- Written task
Return each line of the entries below that includes the word "book", matching case exactly.

Stored dataset items
++++++++

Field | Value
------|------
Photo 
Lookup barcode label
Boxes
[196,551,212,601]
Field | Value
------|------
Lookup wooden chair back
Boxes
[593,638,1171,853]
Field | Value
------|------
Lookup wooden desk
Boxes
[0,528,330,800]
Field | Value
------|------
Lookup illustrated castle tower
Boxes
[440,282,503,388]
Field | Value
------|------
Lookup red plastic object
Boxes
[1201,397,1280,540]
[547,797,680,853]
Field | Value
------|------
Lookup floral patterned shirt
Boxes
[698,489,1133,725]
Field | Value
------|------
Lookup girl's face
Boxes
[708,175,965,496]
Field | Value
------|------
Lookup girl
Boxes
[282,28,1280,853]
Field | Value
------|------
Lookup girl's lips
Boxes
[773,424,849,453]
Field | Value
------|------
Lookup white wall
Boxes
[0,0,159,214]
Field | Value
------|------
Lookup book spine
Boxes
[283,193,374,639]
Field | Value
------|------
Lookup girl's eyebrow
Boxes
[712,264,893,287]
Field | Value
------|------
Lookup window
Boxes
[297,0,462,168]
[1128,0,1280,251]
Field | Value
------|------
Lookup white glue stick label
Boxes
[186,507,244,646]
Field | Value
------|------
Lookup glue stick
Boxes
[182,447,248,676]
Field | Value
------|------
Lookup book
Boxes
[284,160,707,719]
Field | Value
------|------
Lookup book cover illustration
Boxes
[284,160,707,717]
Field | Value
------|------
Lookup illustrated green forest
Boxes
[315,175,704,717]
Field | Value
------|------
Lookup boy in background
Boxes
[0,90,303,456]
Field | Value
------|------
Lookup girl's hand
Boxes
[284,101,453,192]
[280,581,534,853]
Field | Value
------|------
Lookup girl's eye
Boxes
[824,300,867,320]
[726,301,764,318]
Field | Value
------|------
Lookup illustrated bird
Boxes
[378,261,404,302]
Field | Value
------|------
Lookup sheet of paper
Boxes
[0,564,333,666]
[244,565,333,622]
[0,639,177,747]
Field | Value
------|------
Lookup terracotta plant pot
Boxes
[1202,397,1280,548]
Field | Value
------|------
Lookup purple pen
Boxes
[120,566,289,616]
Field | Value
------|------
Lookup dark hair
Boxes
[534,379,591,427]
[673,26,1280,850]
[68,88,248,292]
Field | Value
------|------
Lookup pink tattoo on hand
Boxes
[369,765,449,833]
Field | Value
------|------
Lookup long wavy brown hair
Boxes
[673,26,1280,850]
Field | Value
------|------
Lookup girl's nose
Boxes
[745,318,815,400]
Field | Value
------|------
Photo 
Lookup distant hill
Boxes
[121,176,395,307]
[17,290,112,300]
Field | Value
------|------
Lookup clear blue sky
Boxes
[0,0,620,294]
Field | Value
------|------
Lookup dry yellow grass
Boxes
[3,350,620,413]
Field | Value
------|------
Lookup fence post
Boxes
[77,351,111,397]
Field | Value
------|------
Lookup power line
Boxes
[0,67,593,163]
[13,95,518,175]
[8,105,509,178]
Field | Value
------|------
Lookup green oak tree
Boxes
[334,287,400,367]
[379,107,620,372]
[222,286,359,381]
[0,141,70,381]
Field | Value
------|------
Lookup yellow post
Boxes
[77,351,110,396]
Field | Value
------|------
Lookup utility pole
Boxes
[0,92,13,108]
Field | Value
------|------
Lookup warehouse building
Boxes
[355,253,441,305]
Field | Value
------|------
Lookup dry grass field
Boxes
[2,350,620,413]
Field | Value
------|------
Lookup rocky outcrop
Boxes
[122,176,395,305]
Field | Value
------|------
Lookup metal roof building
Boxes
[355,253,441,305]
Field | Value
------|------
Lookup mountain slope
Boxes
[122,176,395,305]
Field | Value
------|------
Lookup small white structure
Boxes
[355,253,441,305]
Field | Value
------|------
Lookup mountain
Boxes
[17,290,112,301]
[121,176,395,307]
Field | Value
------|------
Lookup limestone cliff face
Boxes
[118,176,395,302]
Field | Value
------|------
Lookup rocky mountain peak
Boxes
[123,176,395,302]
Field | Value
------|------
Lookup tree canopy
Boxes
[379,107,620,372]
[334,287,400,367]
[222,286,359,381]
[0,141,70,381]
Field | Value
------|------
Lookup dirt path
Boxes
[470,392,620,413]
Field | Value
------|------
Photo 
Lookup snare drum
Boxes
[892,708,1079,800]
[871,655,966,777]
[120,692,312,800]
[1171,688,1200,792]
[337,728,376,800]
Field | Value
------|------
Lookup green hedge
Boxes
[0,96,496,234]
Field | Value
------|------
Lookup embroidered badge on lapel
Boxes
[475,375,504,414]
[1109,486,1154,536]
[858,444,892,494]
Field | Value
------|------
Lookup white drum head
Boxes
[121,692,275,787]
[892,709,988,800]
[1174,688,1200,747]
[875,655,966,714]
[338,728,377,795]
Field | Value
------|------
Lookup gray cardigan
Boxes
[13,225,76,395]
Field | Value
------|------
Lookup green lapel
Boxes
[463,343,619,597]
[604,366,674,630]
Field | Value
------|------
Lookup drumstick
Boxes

++++++++

- Full output
Lookup book spine
Lookup book
Lookup book cover illustration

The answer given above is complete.